## PASSAGE TO READ
════════════════════

The Business Press: Frugal Frigate reaches out to sell children’s books

By Chris H. Sieroty

Contributing Writer

While many businesses in Redlands beg for customers in a troubled economy, business is thriving at a small bookstore, the Frugal Frigate.

Housed in a former carriage shop at 9 N. Sixth St., the independent children’s bookstore has undergone a complete overhaul since Brad Hundman and his wife, Jana, purchased the business. Among the many changes are new paint outside, new graphics, a new awning, new flooring and improved lighting.

The store eliminated its adult section, which accounted for almost half of its floor space, but contributed only marginally to the store’s profits, Brad Hundman said. The section was eliminated because it was hard for the independent store to compete with the mass merchandisers on adult selection.

“We saw the potential of the Frugal Frigate when we purchased the store almost five years ago,” said Hundman, who declined to disclose the purchase price. “To be successful, we refocused the business to concentrate solely on selling children’s books.”

The Frugal Frigate used some of that space to install a science room, which mixes science books with volcano kits, among other items. Titles by authors such as Christopher Hitchens and Thomas Frank were replaced by an additional 6,000 children’s books by authors ranging from Nikki Grimes to Diane Adams and Marla Frazee.

The store has taken a different approach to bookselling. In an effort to expand his business, Hundman stages book fairs regularly at elementary, middle and high schools throughout the Inland Empire.

“We take the best books and hold book fairs at area schools, selling them at a discount to teachers,” he said. “It’s been very successful as teachers have bought hundreds of titles to share with their students. It’s also a way we can say thank you to teachers and all that they do to educate our children.”

════════════════════

## SUPPLIED MATERIAL
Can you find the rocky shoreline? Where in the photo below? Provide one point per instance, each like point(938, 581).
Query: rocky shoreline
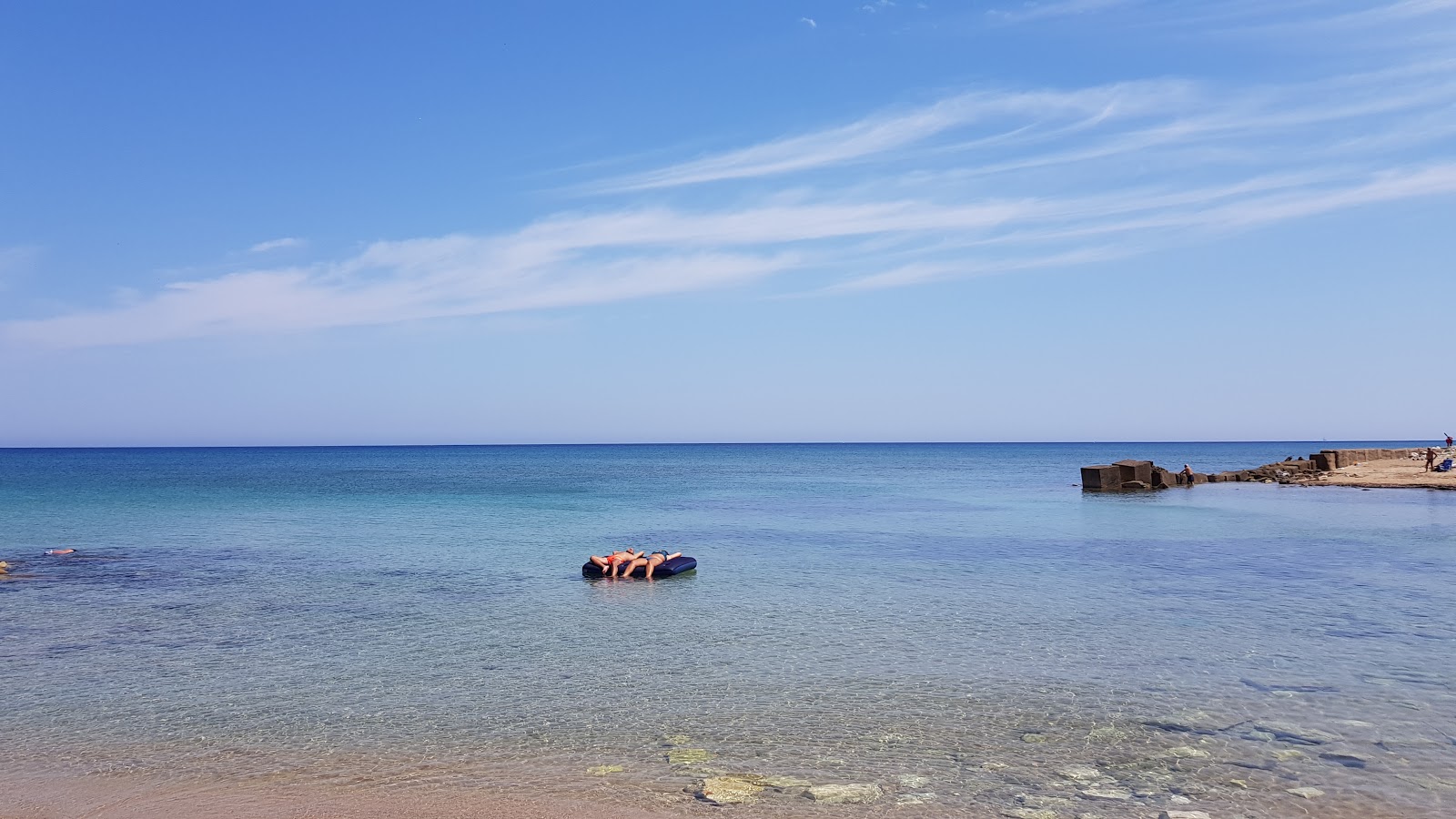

════════════════════

## ACTIONS TO TAKE
1: In the article on the Frugal Frigate, what kind of building houses the bookstore?
2: Repeat the part of the article on the Frugal Frigate that opens with the words containing "Housed in a" and closes with "on adult selection.".

## TASK-BY-TASK SOLUTIONS
1: A former carriage shop at 9 N. Sixth St.

2:
Housed in a former carriage shop at 9 N. Sixth St., the independent children’s bookstore has undergone a complete overhaul since Brad Hundman and his wife, Jana, purchased the business. Among the many changes are new paint outside, new graphics, a new awning, new flooring and improved lighting.

The store eliminated its adult section, which accounted for almost half of its floor space, but contributed only marginally to the store’s profits, Brad Hundman said. The section was eliminated because it was hard for the independent store to compete with the mass merchandisers on adult selection.